EXERCISE DIRECTIONS: A complete answer lists every line of the material where the string "primary" occurs.

DATA:
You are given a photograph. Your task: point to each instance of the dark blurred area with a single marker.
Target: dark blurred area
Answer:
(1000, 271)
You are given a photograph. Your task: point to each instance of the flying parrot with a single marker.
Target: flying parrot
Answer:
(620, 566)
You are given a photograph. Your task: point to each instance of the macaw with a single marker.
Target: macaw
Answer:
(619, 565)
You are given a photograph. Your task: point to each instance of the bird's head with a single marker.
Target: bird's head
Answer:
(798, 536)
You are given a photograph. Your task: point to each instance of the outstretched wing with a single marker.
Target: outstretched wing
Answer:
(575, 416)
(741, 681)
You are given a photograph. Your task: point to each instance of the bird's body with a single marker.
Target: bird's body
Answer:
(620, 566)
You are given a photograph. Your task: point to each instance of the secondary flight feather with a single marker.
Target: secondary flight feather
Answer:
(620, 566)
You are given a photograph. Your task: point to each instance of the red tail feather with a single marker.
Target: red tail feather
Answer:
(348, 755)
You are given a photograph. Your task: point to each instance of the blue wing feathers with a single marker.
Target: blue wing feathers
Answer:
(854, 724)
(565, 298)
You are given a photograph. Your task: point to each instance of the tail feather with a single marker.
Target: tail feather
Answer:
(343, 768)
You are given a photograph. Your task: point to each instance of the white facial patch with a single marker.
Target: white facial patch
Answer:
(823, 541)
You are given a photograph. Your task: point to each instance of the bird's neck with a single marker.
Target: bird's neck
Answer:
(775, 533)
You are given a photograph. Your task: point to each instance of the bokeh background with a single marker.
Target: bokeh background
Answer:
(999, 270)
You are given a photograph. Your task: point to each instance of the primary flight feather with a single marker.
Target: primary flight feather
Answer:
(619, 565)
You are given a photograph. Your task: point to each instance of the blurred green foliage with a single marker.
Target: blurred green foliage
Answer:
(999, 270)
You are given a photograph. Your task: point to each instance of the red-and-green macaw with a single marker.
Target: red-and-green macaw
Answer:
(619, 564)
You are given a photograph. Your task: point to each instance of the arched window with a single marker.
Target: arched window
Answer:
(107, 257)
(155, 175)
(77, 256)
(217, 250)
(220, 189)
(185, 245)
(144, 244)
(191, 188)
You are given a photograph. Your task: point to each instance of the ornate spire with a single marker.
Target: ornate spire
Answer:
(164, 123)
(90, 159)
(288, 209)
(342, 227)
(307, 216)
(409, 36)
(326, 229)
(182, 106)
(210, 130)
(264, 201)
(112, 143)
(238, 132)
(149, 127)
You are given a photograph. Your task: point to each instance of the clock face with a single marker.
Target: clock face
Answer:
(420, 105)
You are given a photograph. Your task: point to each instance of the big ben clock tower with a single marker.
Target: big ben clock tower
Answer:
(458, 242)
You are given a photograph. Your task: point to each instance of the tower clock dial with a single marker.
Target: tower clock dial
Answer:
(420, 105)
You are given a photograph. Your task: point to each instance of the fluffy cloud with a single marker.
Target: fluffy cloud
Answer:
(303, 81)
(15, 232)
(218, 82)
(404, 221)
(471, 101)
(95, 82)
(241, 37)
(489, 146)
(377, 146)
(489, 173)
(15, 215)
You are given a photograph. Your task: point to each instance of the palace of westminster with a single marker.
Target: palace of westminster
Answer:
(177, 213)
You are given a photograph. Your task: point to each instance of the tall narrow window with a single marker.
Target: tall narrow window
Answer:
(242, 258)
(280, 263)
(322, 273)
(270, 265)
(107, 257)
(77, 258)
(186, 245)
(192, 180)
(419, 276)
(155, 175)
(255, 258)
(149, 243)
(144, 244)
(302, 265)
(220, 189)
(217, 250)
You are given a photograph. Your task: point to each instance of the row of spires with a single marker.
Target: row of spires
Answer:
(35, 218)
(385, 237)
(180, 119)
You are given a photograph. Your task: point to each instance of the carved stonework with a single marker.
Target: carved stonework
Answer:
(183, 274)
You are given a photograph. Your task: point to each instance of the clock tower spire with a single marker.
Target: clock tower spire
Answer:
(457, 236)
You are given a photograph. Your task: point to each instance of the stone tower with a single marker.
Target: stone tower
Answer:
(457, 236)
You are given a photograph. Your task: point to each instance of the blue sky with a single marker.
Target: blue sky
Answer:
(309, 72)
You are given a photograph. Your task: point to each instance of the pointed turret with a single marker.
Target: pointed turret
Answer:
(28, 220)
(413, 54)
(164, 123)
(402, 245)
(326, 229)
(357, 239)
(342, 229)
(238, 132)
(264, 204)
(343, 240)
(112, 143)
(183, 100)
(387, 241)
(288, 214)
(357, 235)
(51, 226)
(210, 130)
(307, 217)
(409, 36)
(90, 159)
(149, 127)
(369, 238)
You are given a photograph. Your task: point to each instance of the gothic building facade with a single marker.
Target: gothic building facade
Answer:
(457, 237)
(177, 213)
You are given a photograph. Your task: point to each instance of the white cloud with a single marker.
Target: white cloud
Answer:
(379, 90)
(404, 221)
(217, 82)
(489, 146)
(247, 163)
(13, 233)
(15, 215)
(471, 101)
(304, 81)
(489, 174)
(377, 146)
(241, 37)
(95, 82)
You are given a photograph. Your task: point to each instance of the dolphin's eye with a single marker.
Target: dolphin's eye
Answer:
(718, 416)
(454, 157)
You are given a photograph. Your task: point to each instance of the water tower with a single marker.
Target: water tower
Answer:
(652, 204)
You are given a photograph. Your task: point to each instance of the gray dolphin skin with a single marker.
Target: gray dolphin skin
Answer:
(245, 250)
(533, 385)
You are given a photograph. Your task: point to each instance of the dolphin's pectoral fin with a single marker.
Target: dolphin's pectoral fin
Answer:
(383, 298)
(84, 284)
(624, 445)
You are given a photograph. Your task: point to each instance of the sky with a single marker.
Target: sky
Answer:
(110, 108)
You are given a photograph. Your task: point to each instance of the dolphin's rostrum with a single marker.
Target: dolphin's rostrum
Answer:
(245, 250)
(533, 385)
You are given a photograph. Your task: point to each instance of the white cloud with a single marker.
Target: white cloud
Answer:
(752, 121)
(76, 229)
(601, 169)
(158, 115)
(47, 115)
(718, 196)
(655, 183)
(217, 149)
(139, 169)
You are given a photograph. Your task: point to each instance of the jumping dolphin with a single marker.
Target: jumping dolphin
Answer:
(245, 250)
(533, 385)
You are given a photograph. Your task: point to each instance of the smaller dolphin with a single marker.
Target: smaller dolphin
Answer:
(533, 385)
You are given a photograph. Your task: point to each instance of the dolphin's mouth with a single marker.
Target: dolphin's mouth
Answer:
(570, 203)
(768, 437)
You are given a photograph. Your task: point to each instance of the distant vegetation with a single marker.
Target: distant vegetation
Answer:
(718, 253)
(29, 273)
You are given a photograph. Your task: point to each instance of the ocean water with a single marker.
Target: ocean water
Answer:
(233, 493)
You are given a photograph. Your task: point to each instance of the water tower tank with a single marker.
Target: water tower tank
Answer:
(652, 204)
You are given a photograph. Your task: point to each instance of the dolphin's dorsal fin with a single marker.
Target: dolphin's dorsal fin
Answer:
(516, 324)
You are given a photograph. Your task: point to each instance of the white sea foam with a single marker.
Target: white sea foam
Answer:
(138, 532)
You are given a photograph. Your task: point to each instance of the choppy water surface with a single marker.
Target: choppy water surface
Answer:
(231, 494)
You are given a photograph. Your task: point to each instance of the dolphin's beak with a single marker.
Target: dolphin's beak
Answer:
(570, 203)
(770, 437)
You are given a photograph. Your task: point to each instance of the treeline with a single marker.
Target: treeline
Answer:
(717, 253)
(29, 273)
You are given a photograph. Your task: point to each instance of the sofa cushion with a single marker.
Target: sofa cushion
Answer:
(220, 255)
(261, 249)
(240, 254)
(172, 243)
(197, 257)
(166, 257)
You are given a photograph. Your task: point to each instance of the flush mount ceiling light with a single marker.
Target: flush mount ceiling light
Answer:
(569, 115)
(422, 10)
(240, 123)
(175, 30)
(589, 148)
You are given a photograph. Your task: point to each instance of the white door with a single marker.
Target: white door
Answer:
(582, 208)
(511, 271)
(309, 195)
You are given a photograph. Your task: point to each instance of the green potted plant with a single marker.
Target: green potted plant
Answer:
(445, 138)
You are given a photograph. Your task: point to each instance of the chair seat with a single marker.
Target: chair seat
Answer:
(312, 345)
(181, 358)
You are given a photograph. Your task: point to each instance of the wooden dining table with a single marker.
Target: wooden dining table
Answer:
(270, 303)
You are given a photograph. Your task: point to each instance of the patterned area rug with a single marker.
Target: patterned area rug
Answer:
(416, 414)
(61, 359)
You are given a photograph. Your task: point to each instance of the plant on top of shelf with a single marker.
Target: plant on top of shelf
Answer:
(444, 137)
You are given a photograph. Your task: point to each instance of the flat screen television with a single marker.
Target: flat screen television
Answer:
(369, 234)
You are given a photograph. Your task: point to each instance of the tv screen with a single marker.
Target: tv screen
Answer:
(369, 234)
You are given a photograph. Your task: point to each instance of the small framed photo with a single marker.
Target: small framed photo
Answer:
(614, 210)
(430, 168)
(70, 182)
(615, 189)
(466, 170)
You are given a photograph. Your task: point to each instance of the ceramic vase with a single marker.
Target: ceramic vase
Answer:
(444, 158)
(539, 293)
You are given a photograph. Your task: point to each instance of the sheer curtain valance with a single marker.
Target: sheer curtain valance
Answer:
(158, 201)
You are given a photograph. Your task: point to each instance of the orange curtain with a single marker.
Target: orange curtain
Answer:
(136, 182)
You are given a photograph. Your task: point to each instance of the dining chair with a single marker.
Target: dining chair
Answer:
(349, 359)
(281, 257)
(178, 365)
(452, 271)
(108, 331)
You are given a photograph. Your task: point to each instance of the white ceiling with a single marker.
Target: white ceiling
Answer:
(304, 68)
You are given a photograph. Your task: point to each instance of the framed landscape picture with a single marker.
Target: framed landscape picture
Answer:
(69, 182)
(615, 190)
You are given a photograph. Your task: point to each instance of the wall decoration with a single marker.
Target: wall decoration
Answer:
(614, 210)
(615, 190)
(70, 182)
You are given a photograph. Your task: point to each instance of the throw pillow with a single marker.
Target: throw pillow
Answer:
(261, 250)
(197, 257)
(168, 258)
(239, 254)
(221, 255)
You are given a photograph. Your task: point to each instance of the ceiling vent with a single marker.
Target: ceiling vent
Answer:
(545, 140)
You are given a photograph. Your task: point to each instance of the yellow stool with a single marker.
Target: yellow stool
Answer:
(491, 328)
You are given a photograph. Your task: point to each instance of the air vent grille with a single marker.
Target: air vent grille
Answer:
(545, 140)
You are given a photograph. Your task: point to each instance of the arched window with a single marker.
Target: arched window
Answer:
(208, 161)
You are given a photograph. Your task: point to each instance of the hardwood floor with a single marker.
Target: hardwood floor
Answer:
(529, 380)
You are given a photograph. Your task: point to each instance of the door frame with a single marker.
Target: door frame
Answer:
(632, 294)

RESULT OF THIS TASK:
You are given a photograph. Your task: point to each instance of the primary flight feather with a single marker.
Target: primary flight feather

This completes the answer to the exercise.